:: Apply what you read ::
a: According to the excerpt on Covid-19 funeral guidelines, how many persons per deceased may Hyderabad district officials allow to gather for the last rites?
b: Resume the excerpt on Covid-19 burial and cremation rules, starting right after its final sentence.

:: Extracted text ::
It is learnt that a special committee set up by the State government is preparing a detailed guideline on what cultural and local practices will be permitted and what won’t.

The overall guidelines will be given by the Ministry of Health and Family Welfare (MoHFW).

State officials have clarified that families of the deceased can practise both burial and cremation procedures as laid down by their faith. No restrictions will be enforced.

The MoHFW guidelines also specifically state there is unlikely to be an increased risk of Covid infection from a dead body. “Only the lungs of dead Covid patients, if handled during an autopsy, can be infectious,” says the guideline.

However, the families of the deceased will have to do away with some practices and retain some. It is learnt that officials from Hyderabad district are allowing a congregation of only five persons per deceased for the last rites. “Religious practices like recital of prayers from holy books will be been allowed. Seeing the face is also allowed before burial. We have also allowed the sprinkling of holy “Zam Zam” water from Mecca and sprinkling of sandalwood,” said a district official from Hyderabad.

:: Dataset records ::
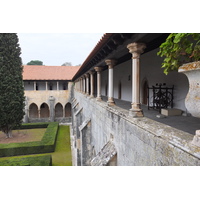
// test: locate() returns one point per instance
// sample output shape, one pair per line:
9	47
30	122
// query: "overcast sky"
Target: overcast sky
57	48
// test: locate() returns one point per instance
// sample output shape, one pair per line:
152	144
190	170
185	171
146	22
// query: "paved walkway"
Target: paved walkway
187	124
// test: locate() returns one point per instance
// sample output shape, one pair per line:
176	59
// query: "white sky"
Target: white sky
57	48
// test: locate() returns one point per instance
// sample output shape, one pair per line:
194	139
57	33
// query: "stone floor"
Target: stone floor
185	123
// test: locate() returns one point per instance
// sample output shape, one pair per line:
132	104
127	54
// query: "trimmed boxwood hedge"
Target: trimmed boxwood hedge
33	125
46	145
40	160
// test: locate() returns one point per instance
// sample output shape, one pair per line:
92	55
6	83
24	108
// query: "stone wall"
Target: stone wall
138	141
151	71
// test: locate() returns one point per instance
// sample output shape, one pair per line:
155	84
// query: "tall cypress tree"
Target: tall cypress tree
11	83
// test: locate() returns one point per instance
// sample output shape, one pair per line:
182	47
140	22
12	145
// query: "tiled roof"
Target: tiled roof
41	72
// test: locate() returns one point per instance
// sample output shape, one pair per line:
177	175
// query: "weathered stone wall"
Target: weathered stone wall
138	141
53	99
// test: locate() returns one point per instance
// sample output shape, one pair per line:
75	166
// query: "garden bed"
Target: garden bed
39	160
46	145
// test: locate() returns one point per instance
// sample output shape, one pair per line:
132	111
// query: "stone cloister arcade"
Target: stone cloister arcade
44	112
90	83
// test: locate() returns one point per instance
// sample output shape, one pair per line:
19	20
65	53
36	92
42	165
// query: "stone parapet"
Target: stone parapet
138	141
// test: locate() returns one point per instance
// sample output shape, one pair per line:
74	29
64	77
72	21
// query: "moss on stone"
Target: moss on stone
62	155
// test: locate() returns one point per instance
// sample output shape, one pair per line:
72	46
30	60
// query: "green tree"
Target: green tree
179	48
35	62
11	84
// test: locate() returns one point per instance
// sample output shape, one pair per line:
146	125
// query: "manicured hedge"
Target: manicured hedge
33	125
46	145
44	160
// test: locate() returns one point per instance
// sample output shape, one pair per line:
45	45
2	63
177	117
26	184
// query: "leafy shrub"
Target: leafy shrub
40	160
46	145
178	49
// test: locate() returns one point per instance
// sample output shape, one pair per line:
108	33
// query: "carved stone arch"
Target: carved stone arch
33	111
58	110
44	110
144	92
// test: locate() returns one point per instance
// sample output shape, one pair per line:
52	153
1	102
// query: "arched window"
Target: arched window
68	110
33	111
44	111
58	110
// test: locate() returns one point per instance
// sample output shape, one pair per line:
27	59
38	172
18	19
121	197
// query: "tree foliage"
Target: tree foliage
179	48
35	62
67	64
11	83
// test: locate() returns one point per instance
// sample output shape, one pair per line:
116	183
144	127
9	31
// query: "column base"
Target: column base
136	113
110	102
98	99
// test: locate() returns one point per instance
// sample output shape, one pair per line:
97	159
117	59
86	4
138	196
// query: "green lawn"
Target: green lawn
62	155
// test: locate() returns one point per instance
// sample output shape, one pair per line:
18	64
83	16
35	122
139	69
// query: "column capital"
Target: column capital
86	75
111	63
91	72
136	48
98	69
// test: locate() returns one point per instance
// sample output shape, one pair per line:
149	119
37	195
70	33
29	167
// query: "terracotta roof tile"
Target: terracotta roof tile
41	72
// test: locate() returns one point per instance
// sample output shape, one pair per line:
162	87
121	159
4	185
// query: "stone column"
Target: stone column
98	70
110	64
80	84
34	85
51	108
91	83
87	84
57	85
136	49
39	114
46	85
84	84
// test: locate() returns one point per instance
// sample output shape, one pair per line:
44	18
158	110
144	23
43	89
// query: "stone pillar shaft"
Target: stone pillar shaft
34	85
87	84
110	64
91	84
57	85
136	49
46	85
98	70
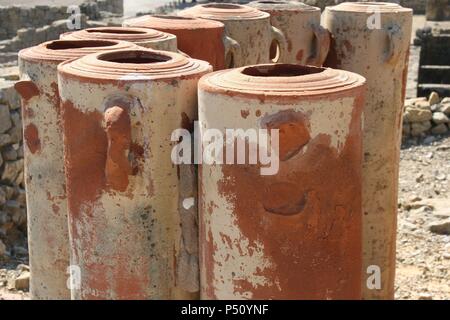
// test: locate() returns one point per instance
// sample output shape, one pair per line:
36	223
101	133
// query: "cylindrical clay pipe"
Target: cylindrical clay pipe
--
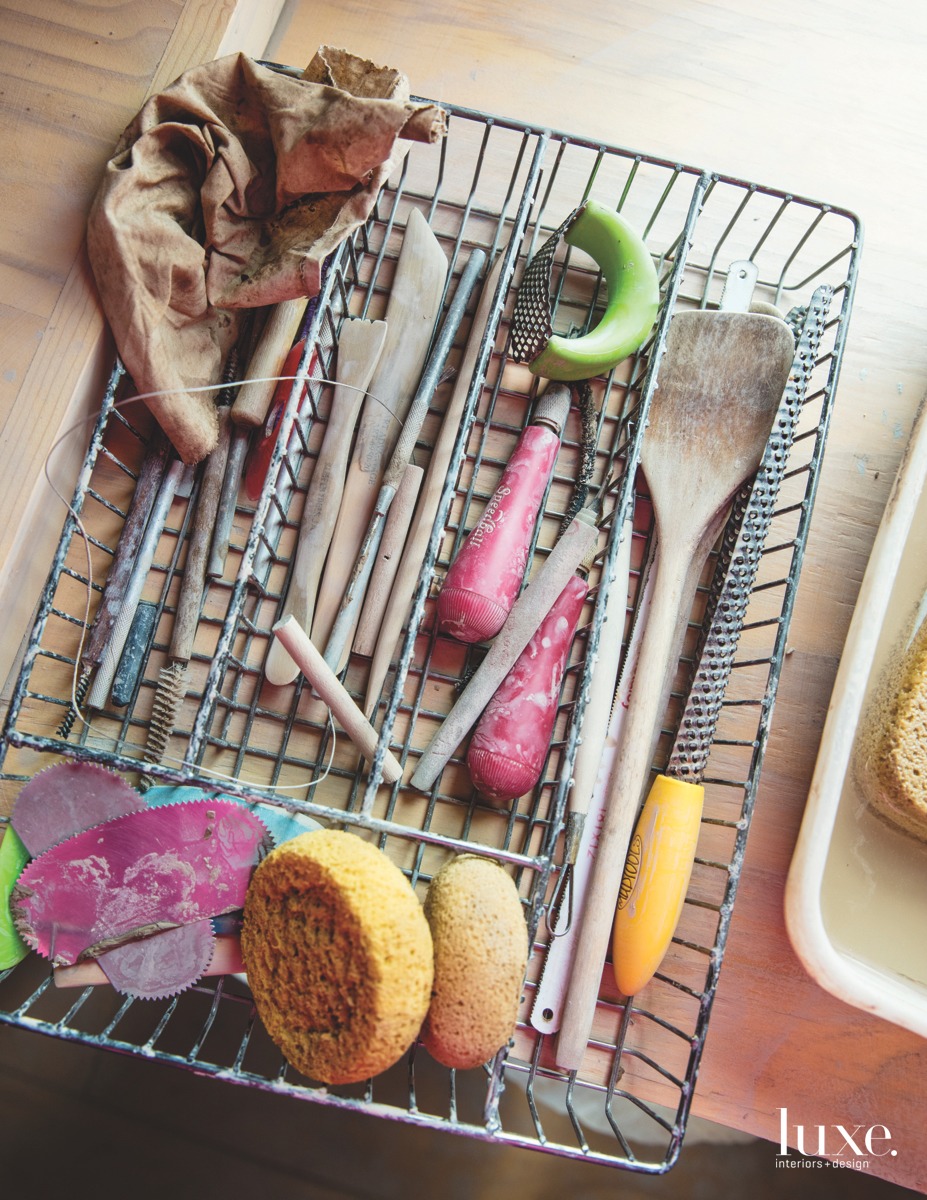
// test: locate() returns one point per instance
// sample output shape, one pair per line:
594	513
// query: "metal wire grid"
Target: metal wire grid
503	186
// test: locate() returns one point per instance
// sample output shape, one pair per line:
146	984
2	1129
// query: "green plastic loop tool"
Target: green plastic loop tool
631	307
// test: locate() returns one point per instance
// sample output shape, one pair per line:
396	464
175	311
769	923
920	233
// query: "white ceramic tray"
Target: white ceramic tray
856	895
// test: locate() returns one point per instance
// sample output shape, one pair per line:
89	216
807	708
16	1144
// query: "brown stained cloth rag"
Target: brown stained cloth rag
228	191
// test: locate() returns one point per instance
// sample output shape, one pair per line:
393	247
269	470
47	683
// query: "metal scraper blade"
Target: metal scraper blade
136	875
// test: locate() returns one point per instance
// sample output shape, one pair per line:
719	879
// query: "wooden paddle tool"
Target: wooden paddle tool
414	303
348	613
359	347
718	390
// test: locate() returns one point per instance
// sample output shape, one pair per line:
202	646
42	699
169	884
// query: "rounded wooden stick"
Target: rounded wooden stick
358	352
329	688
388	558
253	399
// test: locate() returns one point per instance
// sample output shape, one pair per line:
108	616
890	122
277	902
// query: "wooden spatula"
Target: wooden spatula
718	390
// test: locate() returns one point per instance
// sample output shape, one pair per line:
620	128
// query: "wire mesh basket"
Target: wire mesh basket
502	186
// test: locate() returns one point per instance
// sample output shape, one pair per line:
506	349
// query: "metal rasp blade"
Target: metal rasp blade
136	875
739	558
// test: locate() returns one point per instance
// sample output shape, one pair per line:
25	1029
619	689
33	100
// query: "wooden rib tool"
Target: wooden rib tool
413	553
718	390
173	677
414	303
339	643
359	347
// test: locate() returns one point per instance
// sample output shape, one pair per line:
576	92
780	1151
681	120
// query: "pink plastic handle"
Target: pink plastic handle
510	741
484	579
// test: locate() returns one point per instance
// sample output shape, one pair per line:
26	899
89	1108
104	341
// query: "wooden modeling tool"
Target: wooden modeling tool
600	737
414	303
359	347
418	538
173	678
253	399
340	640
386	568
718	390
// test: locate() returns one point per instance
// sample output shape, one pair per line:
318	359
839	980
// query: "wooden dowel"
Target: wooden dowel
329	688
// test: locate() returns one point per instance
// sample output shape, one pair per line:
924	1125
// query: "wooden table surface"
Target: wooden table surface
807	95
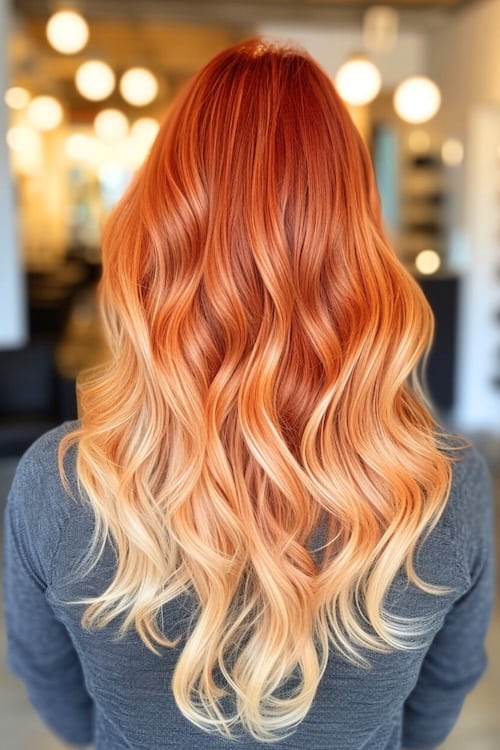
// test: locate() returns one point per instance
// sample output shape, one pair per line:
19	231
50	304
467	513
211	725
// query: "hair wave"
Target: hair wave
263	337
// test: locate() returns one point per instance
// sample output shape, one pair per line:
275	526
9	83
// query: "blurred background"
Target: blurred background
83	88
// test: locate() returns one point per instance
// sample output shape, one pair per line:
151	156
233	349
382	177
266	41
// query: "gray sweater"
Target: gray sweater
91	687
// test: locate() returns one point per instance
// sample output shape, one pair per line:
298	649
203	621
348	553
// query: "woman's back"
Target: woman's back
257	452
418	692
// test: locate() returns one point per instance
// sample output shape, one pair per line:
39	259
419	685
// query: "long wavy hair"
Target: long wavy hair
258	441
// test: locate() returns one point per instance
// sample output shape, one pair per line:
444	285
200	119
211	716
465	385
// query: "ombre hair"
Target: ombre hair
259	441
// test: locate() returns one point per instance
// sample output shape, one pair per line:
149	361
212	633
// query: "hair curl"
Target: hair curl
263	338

:: Task-by-task results ::
a: Five persons per deceased.

b:
However, owing to concerns of viral shedding, some practices like giving a bath to the body will not be allowed, specified the official. The body will be disinfected with 1% sodium hypochlorite solution and wrapped in plastic.

It will then be zip-locked in a bag and taken for burial. It is also learnt that the expert committee is also looking into forming teams in hospitals who will be specially equipped to handle the body to the grave/pyre.

Adhere to  Covid-19 burial rules, appeals OwaisiAIMIM Chief Asaduddin Owaisi urged the people of Telangana to adhere to the government’s guidelines to bury those who died of Covid-19.

While enlisting the salient features of the guidelines, Owaisi highlighted that not more than five people should attend the burial. “Losing a loved one is difficult.

But please remember, you owe a larger responsibility to those around you. Do not put them at risk,” said Owaisi. “It is incumbent on all Muslims to ensure that namaz-e-janazah is not a crowded affair. Ideally, two persons  should participate in the tatfeen and offer namaz-e-janazah at the graveyard itself,” he added.